Three forces converge here:

  • Stablecoins became a regulated category (U.S.) The GENIUS Act establishes a U.S. framework for payment stablecoins and explicitly subjects issuers to BSA obligations—shifting stablecoins from “regulatory ambiguity” into “regulated issuance and compliance.” (White House) Implementation details are now moving into the rulemaking and supervisory layer, with legal and regulatory communities tracking obligations, licensing, reserves, and timing. (Reuters Practical Law explainer)
  • Bank participation barriers are being lowered The Fair Banking EO directly targets “reputational risk” as a basis for denial of services, changing the supervisory tone that previously chilled bank engagement with digital asset firms. (White House, DLA Piper analysis) Separately, regulators have signaled more explicit permissioning pathways for certain crypto activities (e.g., custody and stablecoin-related rails), reinforcing momentum. (Reuters on OCC clarification)

● **What needs to be done**: Reproduce verbatim the section of the stablecoin regulation passage that opens with the words "Three forces converge" and ends after "Practical Law explainer)".

Data drawn from a collection:
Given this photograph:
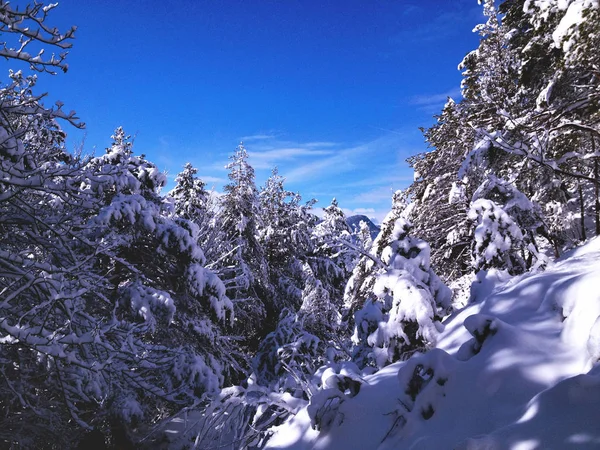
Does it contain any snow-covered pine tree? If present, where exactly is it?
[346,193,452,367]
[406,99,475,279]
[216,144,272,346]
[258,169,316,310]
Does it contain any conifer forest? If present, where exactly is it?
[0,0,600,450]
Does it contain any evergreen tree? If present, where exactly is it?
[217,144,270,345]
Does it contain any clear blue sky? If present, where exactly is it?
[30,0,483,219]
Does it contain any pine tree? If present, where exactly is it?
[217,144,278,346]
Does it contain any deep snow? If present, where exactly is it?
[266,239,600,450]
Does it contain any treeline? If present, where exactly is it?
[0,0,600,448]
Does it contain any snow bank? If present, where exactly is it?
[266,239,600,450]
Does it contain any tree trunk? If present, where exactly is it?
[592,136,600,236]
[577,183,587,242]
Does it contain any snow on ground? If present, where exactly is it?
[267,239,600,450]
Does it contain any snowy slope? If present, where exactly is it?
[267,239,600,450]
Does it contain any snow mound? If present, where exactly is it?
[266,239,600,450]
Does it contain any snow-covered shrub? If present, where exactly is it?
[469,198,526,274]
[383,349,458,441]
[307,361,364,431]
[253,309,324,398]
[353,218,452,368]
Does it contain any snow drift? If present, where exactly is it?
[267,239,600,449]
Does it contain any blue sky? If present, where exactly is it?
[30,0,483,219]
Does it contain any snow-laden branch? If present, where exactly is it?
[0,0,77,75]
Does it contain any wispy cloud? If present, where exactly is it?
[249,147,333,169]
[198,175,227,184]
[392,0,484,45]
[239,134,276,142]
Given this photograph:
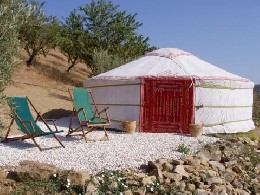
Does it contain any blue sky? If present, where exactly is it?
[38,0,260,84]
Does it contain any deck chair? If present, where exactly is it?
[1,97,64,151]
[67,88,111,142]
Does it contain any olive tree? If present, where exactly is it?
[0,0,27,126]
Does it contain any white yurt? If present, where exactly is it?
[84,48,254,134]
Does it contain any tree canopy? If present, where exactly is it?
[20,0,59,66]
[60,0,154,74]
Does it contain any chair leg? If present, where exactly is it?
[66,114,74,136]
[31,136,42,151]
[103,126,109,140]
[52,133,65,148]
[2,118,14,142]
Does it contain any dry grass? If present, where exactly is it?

* * *

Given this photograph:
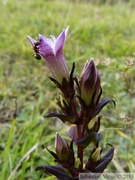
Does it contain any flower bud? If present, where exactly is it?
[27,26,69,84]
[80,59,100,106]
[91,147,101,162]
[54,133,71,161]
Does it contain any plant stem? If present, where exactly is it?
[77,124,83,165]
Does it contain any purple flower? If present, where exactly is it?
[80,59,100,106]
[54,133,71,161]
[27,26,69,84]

● **Output**:
Three forces converge here:

  • Stablecoins became a regulated category (U.S.) The GENIUS Act establishes a U.S. framework for payment stablecoins and explicitly subjects issuers to BSA obligations—shifting stablecoins from “regulatory ambiguity” into “regulated issuance and compliance.” (White House) Implementation details are now moving into the rulemaking and supervisory layer, with legal and regulatory communities tracking obligations, licensing, reserves, and timing. (Reuters Practical Law explainer)